+++ DATA IN THIS EXERCISE +++
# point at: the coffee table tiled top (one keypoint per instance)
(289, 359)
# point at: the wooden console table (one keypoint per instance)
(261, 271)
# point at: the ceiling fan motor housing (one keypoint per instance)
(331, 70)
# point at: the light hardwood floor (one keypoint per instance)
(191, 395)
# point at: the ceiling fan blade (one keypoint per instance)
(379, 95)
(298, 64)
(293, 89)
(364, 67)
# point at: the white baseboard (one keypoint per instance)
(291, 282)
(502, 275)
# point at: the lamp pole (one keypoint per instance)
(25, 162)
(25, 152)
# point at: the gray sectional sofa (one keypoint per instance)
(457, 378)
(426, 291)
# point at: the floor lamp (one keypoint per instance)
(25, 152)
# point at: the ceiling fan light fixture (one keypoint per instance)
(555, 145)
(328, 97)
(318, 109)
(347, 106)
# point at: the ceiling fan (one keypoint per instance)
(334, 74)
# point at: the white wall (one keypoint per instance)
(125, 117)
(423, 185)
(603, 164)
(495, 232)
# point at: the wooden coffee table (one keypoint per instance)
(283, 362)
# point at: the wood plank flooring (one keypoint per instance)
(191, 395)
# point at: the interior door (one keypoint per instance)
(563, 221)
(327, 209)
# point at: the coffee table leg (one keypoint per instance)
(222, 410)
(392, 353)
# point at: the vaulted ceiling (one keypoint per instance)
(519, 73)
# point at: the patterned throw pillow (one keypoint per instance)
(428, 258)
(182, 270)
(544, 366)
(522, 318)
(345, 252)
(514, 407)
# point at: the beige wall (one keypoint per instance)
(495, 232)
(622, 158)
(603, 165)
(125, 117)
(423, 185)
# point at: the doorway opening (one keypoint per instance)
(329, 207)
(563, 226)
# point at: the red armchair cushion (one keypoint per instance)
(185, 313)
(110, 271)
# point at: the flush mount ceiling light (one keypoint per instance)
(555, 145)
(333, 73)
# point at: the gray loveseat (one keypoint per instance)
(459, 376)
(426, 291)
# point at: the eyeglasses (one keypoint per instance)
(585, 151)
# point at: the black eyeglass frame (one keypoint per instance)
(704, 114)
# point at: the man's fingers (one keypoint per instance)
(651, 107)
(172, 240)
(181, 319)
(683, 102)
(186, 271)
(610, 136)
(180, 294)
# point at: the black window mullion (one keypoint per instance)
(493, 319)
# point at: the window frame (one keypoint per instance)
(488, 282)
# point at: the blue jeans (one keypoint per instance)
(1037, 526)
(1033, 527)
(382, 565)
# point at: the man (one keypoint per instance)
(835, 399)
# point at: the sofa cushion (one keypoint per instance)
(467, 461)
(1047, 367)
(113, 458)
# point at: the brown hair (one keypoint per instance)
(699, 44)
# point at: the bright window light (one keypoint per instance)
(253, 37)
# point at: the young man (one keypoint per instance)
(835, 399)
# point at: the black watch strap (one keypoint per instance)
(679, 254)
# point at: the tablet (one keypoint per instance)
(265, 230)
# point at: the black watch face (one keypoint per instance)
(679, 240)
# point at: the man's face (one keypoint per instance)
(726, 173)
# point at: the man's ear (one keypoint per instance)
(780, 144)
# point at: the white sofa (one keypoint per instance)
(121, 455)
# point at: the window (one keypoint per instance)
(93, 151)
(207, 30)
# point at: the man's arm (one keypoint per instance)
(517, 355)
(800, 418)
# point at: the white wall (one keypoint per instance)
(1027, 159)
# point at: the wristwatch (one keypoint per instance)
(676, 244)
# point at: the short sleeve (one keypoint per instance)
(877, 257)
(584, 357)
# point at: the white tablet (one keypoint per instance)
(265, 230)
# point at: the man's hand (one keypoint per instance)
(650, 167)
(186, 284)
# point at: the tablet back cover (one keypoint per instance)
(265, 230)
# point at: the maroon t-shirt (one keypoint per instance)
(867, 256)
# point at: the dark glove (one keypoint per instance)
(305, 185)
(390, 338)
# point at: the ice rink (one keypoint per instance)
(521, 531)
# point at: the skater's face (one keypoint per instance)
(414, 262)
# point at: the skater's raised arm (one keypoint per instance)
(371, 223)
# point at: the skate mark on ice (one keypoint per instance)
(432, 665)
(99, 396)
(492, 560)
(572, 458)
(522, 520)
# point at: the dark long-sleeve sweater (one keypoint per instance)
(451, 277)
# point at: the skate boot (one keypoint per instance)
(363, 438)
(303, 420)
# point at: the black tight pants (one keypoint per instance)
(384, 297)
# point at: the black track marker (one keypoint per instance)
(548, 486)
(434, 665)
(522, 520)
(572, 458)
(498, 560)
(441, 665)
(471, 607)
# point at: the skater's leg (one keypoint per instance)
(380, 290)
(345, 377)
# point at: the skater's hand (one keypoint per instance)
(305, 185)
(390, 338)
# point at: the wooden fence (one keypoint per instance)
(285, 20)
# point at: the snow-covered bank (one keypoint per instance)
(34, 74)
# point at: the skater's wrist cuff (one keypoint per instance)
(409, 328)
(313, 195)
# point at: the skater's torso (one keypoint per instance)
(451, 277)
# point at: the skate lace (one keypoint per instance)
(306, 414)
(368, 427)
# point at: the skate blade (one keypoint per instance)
+++
Repeat the records above in full, character for character.

# point at: the coffee table tiled top (one keypoint per instance)
(289, 359)
# point at: the wooden console table (one keypoint per instance)
(261, 271)
# point at: the ceiling fan motor housing (one keypoint per instance)
(331, 70)
# point at: the light hardwood floor (one keypoint per instance)
(191, 395)
# point at: the ceiling fan blade (one keypoint per instance)
(379, 95)
(298, 64)
(293, 89)
(364, 67)
# point at: the white baseboard (one keypoint per instance)
(291, 282)
(502, 275)
# point at: the lamp pole (one keypoint per instance)
(25, 162)
(25, 152)
# point at: the gray sectional sofa (one keypoint per instance)
(457, 378)
(426, 291)
# point at: the floor lamp (one keypoint per instance)
(25, 152)
# point at: the ceiling fan light fixture (one keypoint per instance)
(555, 145)
(328, 97)
(318, 109)
(347, 106)
# point at: the ceiling fan (one keypoint per instance)
(334, 74)
# point at: the white wall (one keypoint per instance)
(125, 117)
(423, 185)
(603, 164)
(495, 232)
# point at: the wooden coffee table (one keypoint per instance)
(283, 362)
# point at: the wood plank flooring (one keypoint per instance)
(191, 395)
# point at: the interior door (one keypoint per instance)
(563, 221)
(327, 209)
# point at: the coffee table leg (one keypoint per instance)
(222, 410)
(392, 353)
# point at: the vaulted ceiling (one keypoint per instance)
(519, 73)
# point at: the patterned throw pillow (one keypoint per instance)
(428, 258)
(182, 270)
(544, 366)
(522, 318)
(345, 252)
(514, 407)
# point at: the beige wall (one keypoint per instance)
(495, 232)
(622, 158)
(603, 165)
(125, 117)
(423, 185)
# point at: the doorway opening (one keypoint per instance)
(329, 207)
(563, 226)
# point at: the red armchair cushion (one keypoint per instance)
(185, 313)
(110, 271)
# point at: the flush mount ceiling light (one keypoint per instance)
(555, 145)
(333, 73)
# point at: the gray loveseat (one keypoint per instance)
(459, 376)
(426, 291)
# point at: the eyeglasses (one keypoint per instance)
(585, 151)
# point at: the black eyeglass frame (one keypoint per instance)
(704, 114)
# point at: the man's fingers (one keypoint per instance)
(651, 107)
(172, 240)
(181, 319)
(683, 102)
(186, 271)
(610, 136)
(180, 294)
# point at: the black window mullion (one keypoint per instance)
(493, 319)
# point at: the window frame (one keypoint per instance)
(488, 282)
# point at: the blue jeans (one keypoint per instance)
(1037, 526)
(1033, 527)
(382, 565)
# point at: the man (one keypoint per instance)
(835, 399)
# point at: the sofa cushion (one keypoint per instance)
(467, 461)
(1047, 367)
(113, 458)
# point at: the brown hair (one keypoint per instance)
(699, 44)
# point at: the bright window light (one keypoint per instance)
(253, 37)
# point at: the young man (one keypoint per instance)
(835, 399)
# point at: the black watch strap (one keypoint per instance)
(679, 254)
# point at: the tablet (one keypoint per instance)
(265, 230)
# point at: the black watch face (one keypoint per instance)
(679, 240)
# point at: the man's face (one keypoint per instance)
(726, 173)
# point at: the man's ear (one keypoint per instance)
(780, 144)
# point at: the white sofa (one keypoint per instance)
(121, 455)
# point at: the window (one keypoint per instance)
(93, 151)
(207, 30)
# point at: the man's arm (one keypoint per instance)
(517, 355)
(800, 418)
# point at: the white wall (one keypoint per instance)
(1027, 159)
# point at: the wristwatch (one keypoint per instance)
(676, 244)
# point at: the short sleeve (one keypoint per instance)
(877, 257)
(584, 357)
# point at: the white tablet (one keypoint per instance)
(265, 230)
# point at: the man's hand (one keypoint per instance)
(650, 167)
(186, 284)
# point at: the tablet back cover (one keypoint per instance)
(265, 230)
# point at: the maroon t-shirt (one keypoint per instance)
(867, 256)
# point at: the dark glove (one keypoint per instance)
(305, 185)
(390, 338)
# point at: the ice rink (one keypoint per instance)
(521, 531)
# point at: the skater's face (one keypoint per instance)
(414, 262)
# point at: the skater's raised arm (one keypoint per instance)
(371, 223)
# point at: the skate mark on ice (one keypoint per instance)
(432, 665)
(99, 396)
(492, 560)
(572, 458)
(522, 520)
# point at: the dark long-sleeve sweater (one keypoint per instance)
(451, 277)
# point at: the skate boot (one keypoint per instance)
(363, 438)
(303, 420)
# point at: the black tight pants (one keypoint per instance)
(384, 297)
# point at: the black track marker (one keypoint per instance)
(548, 486)
(434, 665)
(522, 520)
(572, 458)
(498, 560)
(441, 665)
(471, 607)
# point at: the skater's leg (one keypoint per instance)
(380, 290)
(345, 377)
# point at: the skater's hand (one keypoint per instance)
(305, 185)
(390, 338)
# point at: the wooden fence (one keypoint per instance)
(285, 20)
# point at: the snow-covered bank (one keypoint per instance)
(34, 74)
# point at: the skater's wrist cuff (one keypoint per instance)
(409, 328)
(313, 195)
# point at: the skater's torso (one keypoint per instance)
(451, 277)
# point at: the skate lace (one keypoint per instance)
(306, 414)
(368, 427)
# point at: the skate blade (one keypoint per instance)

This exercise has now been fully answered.